→ **PROBLEM**:
Copy every record below exactly as written, but leave out the pictures.

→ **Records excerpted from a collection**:

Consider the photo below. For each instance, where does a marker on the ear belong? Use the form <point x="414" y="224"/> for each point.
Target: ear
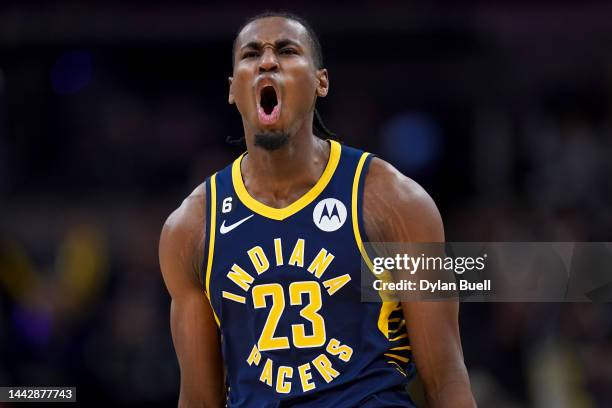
<point x="323" y="86"/>
<point x="230" y="98"/>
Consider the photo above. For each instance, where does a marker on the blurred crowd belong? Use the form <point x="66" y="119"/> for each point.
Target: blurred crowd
<point x="502" y="113"/>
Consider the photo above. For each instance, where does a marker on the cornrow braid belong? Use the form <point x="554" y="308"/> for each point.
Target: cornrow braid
<point x="318" y="127"/>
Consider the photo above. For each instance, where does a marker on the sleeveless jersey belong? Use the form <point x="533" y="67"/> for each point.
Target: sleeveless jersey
<point x="284" y="285"/>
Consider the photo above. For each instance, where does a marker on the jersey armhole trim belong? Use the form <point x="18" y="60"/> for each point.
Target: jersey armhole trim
<point x="356" y="200"/>
<point x="387" y="307"/>
<point x="211" y="228"/>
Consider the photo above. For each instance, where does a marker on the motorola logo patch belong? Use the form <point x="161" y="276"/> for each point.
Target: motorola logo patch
<point x="329" y="214"/>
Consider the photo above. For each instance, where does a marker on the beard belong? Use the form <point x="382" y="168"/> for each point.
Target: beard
<point x="271" y="141"/>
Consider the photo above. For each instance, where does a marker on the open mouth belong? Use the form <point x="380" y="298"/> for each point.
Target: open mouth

→ **FINISHED TASK**:
Consider the photo below. For each instance, where does a marker on the ear belong? Use the form <point x="414" y="224"/> for each point.
Target: ear
<point x="323" y="86"/>
<point x="230" y="98"/>
Consider the photo above. For each instance, where does a marker on the blurred crowd belong? Use the form <point x="66" y="119"/> for each point.
Target: blurred crowd
<point x="502" y="113"/>
Consider the photo above. For each instance, where does a marker on the cornrow braid belong? Use the form <point x="554" y="308"/> for each point.
Target: cornrow braid
<point x="318" y="127"/>
Consider the photo above. For each instance, where does a marker on the sleeveless jersey belong? Use the form <point x="533" y="67"/> for each point.
Target: sleeveless jersey
<point x="284" y="285"/>
Consider the photo above. For each instance, where does a marker on the jersey armhole trim belong? Use the form <point x="18" y="60"/> for each point.
Target: jersey armhole trim
<point x="356" y="200"/>
<point x="387" y="307"/>
<point x="211" y="228"/>
Consider the photo above. For each instance, where does a marker on the motorola logo patch belong? Use the form <point x="161" y="276"/> for each point.
Target: motorola logo patch
<point x="329" y="214"/>
Consider the photo above. For each instance, where does a marker on the beard belong? Use the form <point x="382" y="168"/> for each point.
Target: beard
<point x="271" y="141"/>
Consider the photo above. For each instance, where does a marker on the open mouth belong? Use the form <point x="380" y="298"/> for each point.
Target: open mouth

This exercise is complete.